* Description of the task
Would you please copy all of the data exactly, skipping the images?

* Data supplied
--- START ---

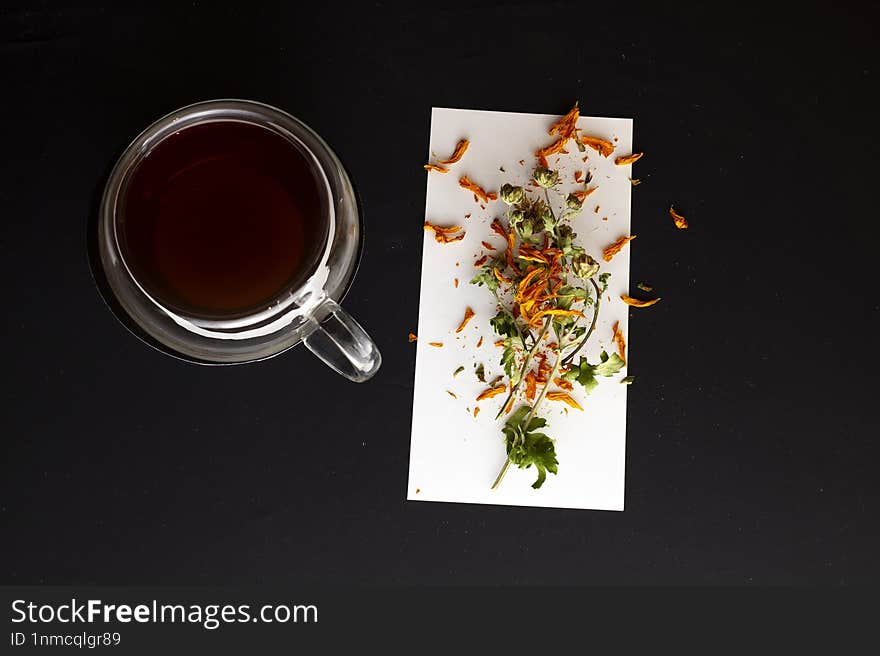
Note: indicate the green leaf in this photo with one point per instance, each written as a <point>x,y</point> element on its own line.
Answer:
<point>542,455</point>
<point>504,324</point>
<point>486,276</point>
<point>568,295</point>
<point>585,373</point>
<point>526,448</point>
<point>610,365</point>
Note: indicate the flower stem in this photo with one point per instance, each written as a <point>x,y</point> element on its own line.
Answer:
<point>501,474</point>
<point>524,368</point>
<point>534,409</point>
<point>570,356</point>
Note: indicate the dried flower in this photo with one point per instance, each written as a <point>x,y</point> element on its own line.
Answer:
<point>572,202</point>
<point>584,266</point>
<point>545,177</point>
<point>465,183</point>
<point>511,194</point>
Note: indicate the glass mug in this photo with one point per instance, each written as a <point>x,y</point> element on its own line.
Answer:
<point>305,310</point>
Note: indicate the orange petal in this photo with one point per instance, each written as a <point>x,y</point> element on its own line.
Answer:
<point>492,391</point>
<point>618,339</point>
<point>564,384</point>
<point>468,315</point>
<point>457,154</point>
<point>635,302</point>
<point>616,247</point>
<point>628,159</point>
<point>565,398</point>
<point>604,146</point>
<point>476,189</point>
<point>680,221</point>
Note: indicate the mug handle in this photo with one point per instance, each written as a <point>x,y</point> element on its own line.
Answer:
<point>341,343</point>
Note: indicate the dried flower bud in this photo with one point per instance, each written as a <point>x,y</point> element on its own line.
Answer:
<point>565,237</point>
<point>584,266</point>
<point>511,194</point>
<point>546,178</point>
<point>572,202</point>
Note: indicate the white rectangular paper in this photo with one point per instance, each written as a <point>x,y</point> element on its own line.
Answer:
<point>455,457</point>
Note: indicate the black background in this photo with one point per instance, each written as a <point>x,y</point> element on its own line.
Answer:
<point>752,441</point>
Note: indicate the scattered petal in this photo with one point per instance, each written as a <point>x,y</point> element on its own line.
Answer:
<point>565,398</point>
<point>635,302</point>
<point>492,391</point>
<point>680,221</point>
<point>445,235</point>
<point>603,146</point>
<point>618,339</point>
<point>460,149</point>
<point>628,159</point>
<point>616,247</point>
<point>477,190</point>
<point>468,315</point>
<point>581,195</point>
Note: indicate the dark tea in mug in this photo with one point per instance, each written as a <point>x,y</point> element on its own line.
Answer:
<point>222,218</point>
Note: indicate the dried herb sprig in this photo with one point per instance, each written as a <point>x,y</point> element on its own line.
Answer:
<point>547,288</point>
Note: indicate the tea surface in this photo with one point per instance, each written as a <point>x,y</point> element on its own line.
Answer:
<point>220,218</point>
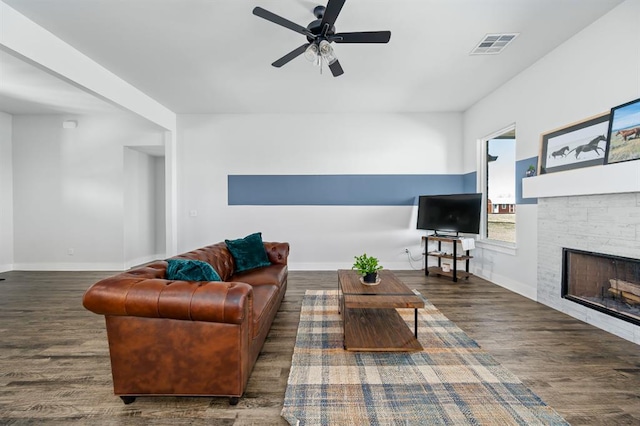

--- END ---

* Exercise output
Note: indicate the green leaf in this photo with one point per instance, each written as a <point>x,y</point> element on its own line.
Answer:
<point>542,455</point>
<point>504,324</point>
<point>486,276</point>
<point>568,295</point>
<point>585,373</point>
<point>526,448</point>
<point>610,365</point>
Note: indicate the flower stem in this photo with one point per instance, each written as a <point>x,y</point> element on its own line.
Answer:
<point>501,474</point>
<point>524,368</point>
<point>534,409</point>
<point>570,356</point>
Note: indicate the dried flower in this photo with one point per instance, each written as a <point>x,y</point> element on its own line.
Answer:
<point>572,202</point>
<point>584,266</point>
<point>545,177</point>
<point>465,183</point>
<point>511,194</point>
Note: indicate the glass mug in this photo with one point per instance, each written as a <point>x,y</point> element on its own line.
Answer:
<point>305,310</point>
Note: indicate the orange petal in this photo with one point per instance, each written as a <point>x,y</point> element on its own line.
Answer:
<point>492,391</point>
<point>618,339</point>
<point>564,384</point>
<point>468,315</point>
<point>457,154</point>
<point>635,302</point>
<point>616,247</point>
<point>628,159</point>
<point>565,398</point>
<point>604,146</point>
<point>476,189</point>
<point>680,221</point>
Note: indicate the mug handle in this photo with one point per instance, each written as a <point>x,y</point> element on its own line.
Answer:
<point>341,343</point>
Note: indicate the dried flower bud in this photo with one point per instance, each written as a <point>x,y</point> element on its own line.
Answer:
<point>565,237</point>
<point>584,266</point>
<point>511,194</point>
<point>546,178</point>
<point>572,202</point>
Note: indicate the white rectangular paper in this photo with one point per instance, each written as a <point>x,y</point> element on its own line.
Answer:
<point>455,457</point>
Note: indicate the black background in this photo with one point per instance, each written as a <point>x,y</point> element on its own line.
Answer:
<point>752,441</point>
Note: indicate the scattered petal in this photo with one point per instance, each written as a <point>x,y</point> element on its own line.
Answer:
<point>565,398</point>
<point>635,302</point>
<point>492,391</point>
<point>680,221</point>
<point>445,235</point>
<point>603,146</point>
<point>618,339</point>
<point>460,149</point>
<point>628,159</point>
<point>616,247</point>
<point>477,190</point>
<point>468,315</point>
<point>581,195</point>
Note: indicate the dark tea in mug in this photo with one point per instance, each written as a <point>x,y</point> element on its own line.
Answer:
<point>222,218</point>
Note: indicate the dried herb sprig in this photo with one point per instance, each written as a <point>x,y</point> element on its own line.
Answer:
<point>547,288</point>
Note: indicate the tea surface in this photo with one point per instance, each written as a <point>x,y</point> element on its own line.
Answer:
<point>220,218</point>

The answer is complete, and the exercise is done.